**WHAT IS REQUIRED:** Gather every line of the records below that contains the string "water". Case counts, so a line qualifies only if the capitalization matches.

(Source data)
## Begin

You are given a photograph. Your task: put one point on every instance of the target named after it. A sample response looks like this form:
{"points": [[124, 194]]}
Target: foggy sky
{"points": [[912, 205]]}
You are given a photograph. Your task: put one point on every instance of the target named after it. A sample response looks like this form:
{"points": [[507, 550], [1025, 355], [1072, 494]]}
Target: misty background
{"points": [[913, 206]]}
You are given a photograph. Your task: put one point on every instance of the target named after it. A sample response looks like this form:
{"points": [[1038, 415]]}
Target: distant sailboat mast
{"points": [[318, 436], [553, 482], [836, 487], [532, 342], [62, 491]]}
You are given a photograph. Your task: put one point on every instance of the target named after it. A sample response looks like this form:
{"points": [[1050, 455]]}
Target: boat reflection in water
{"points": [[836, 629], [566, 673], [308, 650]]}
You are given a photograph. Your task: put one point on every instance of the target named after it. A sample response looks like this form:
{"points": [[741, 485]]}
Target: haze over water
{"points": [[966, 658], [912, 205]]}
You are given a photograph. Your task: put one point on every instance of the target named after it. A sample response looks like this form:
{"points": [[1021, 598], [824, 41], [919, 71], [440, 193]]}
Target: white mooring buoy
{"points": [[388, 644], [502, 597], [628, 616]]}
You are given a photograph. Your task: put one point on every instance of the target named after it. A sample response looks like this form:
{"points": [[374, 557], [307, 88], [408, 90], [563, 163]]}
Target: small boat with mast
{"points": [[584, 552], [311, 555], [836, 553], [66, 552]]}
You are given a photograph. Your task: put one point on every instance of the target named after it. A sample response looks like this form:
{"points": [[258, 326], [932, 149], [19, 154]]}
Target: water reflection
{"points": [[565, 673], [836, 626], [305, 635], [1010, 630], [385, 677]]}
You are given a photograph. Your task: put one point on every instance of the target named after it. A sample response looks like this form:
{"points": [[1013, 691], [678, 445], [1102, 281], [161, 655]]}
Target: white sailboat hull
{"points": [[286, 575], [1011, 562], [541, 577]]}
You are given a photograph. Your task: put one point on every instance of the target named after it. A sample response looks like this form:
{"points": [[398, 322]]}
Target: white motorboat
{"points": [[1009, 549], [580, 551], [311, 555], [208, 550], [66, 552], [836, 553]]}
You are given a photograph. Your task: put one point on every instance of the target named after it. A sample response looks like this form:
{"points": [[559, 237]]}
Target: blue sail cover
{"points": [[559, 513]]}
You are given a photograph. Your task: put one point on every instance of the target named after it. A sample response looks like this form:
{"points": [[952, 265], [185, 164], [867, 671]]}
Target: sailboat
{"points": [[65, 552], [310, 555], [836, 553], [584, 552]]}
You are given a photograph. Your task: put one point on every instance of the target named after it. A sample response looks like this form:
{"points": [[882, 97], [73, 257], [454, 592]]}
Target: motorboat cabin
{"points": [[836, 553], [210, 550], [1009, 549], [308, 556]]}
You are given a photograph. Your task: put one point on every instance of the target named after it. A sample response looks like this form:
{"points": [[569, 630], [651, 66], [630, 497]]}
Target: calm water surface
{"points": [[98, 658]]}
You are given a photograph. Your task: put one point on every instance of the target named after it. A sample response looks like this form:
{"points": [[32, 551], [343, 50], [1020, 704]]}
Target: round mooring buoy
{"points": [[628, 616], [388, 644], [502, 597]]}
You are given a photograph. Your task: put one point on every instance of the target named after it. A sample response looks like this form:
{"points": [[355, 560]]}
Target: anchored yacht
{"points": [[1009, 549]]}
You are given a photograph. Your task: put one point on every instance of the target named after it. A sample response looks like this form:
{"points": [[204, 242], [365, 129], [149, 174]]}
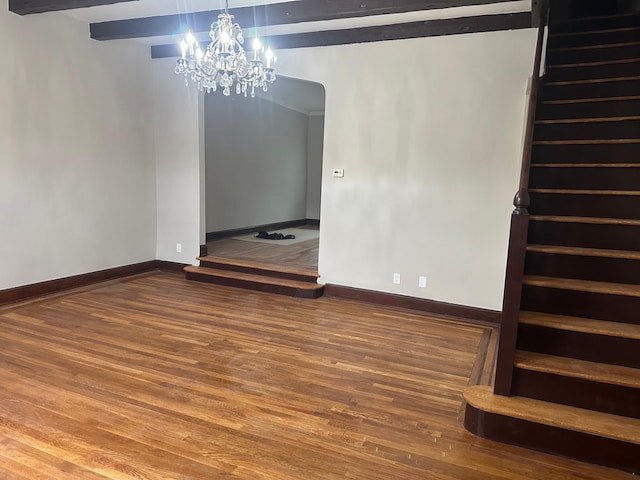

## End

**ANSWER IN FULL:**
Target: boat reflection in water
Target: haze over water
Target: water reflection
Target: calm water surface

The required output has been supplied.